Le tumulte autour du barème Macron qui a été institué par ordonnance du 22 septembre 2017 destiné à fixer un plafond et un plancher pour les indemnisations octroyées par le juge en cas de licenciement sans cause réelle et sérieuse, est relancé avec un arrêt de la Cour d’appel de Reims prononcé le 25 septembre dernier.

Dans son arrêt, la Cour d’appel de Reims ouvre la porte à une appréciation individualisée de l’application du barème selon un contrôle in concreto de la conventionnalité du barème. In fine, ce contrôle in concreto permettrait au juge d’écarter dans certains cas exceptionnels l’application d’une loi pourtant conventionnelle mais qui porterait atteinte de façon disproportionnée aux droits du salarié. Encore faut-il que ce dernier demande expressément au juge de rechercher cette atteinte à la proportionnalité.

Rappelons que cet arrêt intervient deux mois après l’avis rendu par la formation plénière de la Cour de Cassation du 17 juillet dernier qui a validé la conventionnalité du barème Macron au regard de l’article 10 de la convention N° 158 de l’OIT. Notons que la question de l’article 24 de la charte sociale européenne n’a pas été discutée par la Cour de cassation au motif que cet article n’a pas d’effet direct en droit français.

La Cour de cassation a notamment retenu que les plafonds d’indemnisations prévus par le droit français notamment quand le salarié à une faible ancienneté (un an) sont compatibles avec l’article 10 de la convention 158 de l’OIT qui exige que « le versement d’une indemnité adéquate ou toute autre forme de réparation considérée comme appropriée » au motif que le terme “adéquat” devait être compris comme réservant aux Etats parties une marge d’appréciation. La Cour précise que le barème est écarté en cas de nullité du licenciement.

────

Tâches demandées:
- a) Pourriez-vous recopier, dans le texte sur le barème Macron, le passage allant de « Rappelons que cet » jusqu'à « en droit français. » ?
- b) Pouvez-vous prolonger le texte sur le barème Macron à partir de sa dernière phrase ?

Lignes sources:
────

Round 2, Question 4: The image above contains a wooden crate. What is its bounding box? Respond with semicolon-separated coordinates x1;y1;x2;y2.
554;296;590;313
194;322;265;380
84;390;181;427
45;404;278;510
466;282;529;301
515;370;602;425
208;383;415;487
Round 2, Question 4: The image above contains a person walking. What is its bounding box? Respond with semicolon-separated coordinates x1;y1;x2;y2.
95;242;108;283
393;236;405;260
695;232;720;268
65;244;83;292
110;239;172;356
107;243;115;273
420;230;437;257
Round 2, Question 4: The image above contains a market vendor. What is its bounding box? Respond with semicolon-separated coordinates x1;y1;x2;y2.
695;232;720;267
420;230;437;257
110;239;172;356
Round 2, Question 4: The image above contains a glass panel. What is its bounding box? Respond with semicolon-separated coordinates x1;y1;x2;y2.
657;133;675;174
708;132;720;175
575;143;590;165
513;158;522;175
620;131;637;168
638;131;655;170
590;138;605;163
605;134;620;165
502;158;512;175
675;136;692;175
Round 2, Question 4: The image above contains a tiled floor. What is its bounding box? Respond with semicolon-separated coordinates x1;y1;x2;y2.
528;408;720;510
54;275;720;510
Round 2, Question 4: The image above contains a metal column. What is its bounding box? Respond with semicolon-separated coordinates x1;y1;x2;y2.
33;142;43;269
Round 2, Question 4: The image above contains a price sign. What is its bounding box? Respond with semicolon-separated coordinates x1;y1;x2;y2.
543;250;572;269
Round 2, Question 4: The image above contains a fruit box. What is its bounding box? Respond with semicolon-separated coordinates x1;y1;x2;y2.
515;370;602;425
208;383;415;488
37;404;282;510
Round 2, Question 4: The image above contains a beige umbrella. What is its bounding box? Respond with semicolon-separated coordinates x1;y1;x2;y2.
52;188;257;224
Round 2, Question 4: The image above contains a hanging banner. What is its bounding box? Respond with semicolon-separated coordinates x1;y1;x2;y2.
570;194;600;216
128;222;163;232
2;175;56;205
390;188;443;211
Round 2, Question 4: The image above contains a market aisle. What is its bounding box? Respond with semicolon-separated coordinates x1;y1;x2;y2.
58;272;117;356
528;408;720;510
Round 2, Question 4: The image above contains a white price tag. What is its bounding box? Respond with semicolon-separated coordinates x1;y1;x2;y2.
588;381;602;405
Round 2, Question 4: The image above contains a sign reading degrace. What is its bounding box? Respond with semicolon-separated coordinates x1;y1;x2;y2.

────

Réponses par tâche:
- a)
Rappelons que cet arrêt intervient deux mois après l’avis rendu par la formation plénière de la Cour de Cassation du 17 juillet dernier qui a validé la conventionnalité du barème Macron au regard de l’article 10 de la convention N° 158 de l’OIT. Notons que la question de l’article 24 de la charte sociale européenne n’a pas été discutée par la Cour de cassation au motif que cet article n’a pas d’effet direct en droit français.

- b)
Malgré cet avis qui était très clair, des conseils de prud’hommes pour certains en formation de Départage (notamment Grenoble 22-07-2019, Nevers 26-07-2019 ; Troyes 27-07-2019 ; le Havre 10 septembre 2019) continuent de s’affranchir des plafonds imposés par l’article L 1235-3 du Code du travail au motif que le barème ne permettrait pas dans tous les cas une réparation appropriée du préjudice au sens des articles 10 de la convention n°158 de l’OIT et 24 de la chartre sociale européenne.

Précisons que techniquement, les juges du fond ne sont pas tenus par l’avis rendu par la Cour de Cassation. Néanmoins en cas de pourvoi en cassation, la Chambre sociale ne devrait pas dévier de la ligne tracée par la formation plénière de la Cour de cassation.

Cet avis incitera encore davantage les salariés à se placer chaque fois que cela est possible sur le terrain de la nullité du licenciement invoquant notamment une discrimination, un harcèlement ou encore le caractère brutal et vexatoire de la rupture.

Précisons enfin qu’au plan international, des recours ont été déposés par des organisations syndicales devant le Bureau international du travail (BIT), organe de contrôle de la convention 158 de l’OIT) ainsi que devant le Comité européen des droits Sociaux (CEDS), organe de de contrôle de l’application de la Chartes sociale européenne.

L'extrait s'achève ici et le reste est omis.